**TASK DESCRIPTION:** Repeat the lines beginning at the one with "bracelet, placing a dot on each." and running to the end of the material, keeping the first and last of them, exactly as they appear.

>> Start

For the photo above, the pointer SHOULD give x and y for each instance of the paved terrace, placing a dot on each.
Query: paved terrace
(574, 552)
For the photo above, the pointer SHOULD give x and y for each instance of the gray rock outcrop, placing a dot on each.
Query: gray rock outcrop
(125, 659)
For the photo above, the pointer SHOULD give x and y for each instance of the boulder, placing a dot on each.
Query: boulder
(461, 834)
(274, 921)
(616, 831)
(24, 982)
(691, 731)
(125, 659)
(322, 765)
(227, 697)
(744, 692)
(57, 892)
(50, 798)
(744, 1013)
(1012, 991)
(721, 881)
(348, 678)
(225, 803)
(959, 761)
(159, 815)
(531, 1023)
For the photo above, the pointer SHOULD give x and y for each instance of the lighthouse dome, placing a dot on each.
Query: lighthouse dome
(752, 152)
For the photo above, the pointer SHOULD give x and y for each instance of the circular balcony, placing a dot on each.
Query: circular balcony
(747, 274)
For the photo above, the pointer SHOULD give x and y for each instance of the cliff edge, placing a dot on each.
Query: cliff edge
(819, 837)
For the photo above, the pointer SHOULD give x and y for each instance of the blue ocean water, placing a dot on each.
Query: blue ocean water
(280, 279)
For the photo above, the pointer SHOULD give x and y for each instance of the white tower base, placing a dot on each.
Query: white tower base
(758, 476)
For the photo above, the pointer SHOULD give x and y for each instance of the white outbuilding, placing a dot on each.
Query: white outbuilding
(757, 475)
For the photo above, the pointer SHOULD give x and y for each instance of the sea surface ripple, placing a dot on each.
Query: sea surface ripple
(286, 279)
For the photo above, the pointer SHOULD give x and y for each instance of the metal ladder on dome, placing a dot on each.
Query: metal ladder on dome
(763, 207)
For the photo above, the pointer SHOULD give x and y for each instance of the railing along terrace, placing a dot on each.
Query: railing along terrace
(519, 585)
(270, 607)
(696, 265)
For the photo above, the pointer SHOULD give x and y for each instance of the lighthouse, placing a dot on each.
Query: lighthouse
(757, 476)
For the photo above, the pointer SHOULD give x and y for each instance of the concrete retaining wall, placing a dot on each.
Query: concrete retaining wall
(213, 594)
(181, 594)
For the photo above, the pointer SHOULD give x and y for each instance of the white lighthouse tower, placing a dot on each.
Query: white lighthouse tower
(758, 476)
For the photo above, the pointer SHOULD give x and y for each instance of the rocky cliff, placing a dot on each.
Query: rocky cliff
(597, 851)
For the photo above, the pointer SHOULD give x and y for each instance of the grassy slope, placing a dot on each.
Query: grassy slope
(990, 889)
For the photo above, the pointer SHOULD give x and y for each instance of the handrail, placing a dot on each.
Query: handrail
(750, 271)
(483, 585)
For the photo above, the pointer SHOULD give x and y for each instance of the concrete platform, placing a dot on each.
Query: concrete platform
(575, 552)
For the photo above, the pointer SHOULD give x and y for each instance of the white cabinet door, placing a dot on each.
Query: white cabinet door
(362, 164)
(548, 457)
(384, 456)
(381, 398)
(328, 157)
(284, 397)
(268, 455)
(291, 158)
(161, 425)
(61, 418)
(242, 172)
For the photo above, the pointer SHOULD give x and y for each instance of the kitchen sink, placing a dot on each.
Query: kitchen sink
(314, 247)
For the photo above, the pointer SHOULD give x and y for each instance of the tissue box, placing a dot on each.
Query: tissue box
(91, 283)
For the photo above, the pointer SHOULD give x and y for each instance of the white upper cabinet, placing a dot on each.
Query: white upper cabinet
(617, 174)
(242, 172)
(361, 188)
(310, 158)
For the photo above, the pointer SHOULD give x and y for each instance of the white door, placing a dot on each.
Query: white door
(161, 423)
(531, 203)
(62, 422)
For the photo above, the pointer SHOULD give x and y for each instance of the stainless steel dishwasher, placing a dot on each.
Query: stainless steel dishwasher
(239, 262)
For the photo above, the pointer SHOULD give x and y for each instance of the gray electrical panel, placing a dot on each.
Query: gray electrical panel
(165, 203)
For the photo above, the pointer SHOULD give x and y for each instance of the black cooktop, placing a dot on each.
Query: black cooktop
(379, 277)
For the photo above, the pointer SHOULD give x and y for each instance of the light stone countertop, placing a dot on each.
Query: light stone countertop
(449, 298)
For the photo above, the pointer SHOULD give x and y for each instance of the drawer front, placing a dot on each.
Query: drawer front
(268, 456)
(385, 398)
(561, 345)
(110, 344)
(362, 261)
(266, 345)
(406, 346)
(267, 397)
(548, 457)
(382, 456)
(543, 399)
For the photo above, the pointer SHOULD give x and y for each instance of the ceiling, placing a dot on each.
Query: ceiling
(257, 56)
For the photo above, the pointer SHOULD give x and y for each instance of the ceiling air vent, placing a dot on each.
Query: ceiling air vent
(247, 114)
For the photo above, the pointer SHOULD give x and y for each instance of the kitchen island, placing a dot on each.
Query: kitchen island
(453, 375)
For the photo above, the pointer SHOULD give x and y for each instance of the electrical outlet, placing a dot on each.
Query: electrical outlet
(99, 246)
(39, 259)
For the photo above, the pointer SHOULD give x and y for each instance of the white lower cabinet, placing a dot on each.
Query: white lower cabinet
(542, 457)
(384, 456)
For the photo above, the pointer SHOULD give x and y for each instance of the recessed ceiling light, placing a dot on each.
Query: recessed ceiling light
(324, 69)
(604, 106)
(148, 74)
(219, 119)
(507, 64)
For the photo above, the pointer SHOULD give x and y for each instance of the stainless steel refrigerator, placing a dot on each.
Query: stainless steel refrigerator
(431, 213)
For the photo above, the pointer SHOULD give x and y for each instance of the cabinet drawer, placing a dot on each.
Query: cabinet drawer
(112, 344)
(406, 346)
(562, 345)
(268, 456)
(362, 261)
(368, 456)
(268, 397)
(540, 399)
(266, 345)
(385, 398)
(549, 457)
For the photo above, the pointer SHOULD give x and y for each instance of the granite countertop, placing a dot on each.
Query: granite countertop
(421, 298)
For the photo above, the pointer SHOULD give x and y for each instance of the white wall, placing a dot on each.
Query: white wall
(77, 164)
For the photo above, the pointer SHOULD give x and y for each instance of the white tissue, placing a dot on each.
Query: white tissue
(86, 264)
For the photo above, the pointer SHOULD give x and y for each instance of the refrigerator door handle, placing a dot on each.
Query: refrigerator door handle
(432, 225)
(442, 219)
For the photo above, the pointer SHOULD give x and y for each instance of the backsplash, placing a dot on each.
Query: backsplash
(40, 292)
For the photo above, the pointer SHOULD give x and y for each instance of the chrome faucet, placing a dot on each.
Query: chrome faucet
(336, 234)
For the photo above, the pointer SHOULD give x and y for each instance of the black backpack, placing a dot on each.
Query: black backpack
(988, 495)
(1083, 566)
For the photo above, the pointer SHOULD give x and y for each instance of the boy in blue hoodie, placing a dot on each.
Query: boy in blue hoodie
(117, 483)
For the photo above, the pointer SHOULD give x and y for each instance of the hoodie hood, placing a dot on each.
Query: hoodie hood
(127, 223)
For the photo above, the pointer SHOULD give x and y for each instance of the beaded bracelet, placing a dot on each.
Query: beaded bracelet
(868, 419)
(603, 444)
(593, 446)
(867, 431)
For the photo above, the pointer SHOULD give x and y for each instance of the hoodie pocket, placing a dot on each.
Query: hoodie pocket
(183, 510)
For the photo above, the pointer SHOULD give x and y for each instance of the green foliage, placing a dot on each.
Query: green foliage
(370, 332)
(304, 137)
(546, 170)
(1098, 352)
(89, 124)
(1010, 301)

>> End

**RESULT OF THE EXERCISE:**
For the photo above, the pointer SHOULD give x and y for each instance of the beaded bracelet, placing a dot on each.
Query: beaded bracelet
(868, 419)
(603, 444)
(593, 446)
(867, 431)
For the photo above, the pointer SHOULD give x and y for each instance of the hoodie pocket, placing a dot on each.
Query: hoodie pocket
(183, 510)
For the photo above, the pointer SHOULD give x and y for each instance of the green foliage, placing a dot on each.
Query: green foliage
(370, 332)
(304, 137)
(546, 170)
(1098, 352)
(89, 124)
(1010, 301)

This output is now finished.